Each entry below needs to be reproduced exactly as given.

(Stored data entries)
.....

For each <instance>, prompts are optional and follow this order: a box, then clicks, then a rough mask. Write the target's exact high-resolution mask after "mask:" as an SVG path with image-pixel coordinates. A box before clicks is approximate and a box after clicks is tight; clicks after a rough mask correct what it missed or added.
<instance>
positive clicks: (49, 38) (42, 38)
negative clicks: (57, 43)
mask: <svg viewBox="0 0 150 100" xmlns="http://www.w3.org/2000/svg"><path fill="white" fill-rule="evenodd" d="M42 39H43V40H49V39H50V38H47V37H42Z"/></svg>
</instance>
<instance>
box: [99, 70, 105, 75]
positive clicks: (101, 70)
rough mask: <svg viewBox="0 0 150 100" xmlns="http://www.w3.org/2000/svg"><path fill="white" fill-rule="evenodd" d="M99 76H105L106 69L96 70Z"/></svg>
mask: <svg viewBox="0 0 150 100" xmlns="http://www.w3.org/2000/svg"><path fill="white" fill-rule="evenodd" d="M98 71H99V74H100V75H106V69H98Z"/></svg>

.....

• **Output for this task**
For each <instance>, prompts are optional and follow this order: a box, then clicks, then a rough mask. Write the target's exact high-resolution mask after "mask:" as an SVG path with image-pixel coordinates. A box before clicks is approximate and a box after clicks is tight; clicks after a rough mask correct what it missed or added.
<instance>
positive clicks: (49, 38) (42, 38)
negative clicks: (57, 43)
mask: <svg viewBox="0 0 150 100" xmlns="http://www.w3.org/2000/svg"><path fill="white" fill-rule="evenodd" d="M42 39H43V40H49V39H50V38H47V37H42Z"/></svg>
</instance>
<instance>
box: [99, 70, 105, 75]
positive clicks: (101, 70)
rough mask: <svg viewBox="0 0 150 100" xmlns="http://www.w3.org/2000/svg"><path fill="white" fill-rule="evenodd" d="M99 76H105L106 69L96 70Z"/></svg>
mask: <svg viewBox="0 0 150 100" xmlns="http://www.w3.org/2000/svg"><path fill="white" fill-rule="evenodd" d="M98 71H99V74H100V75H106V69H98Z"/></svg>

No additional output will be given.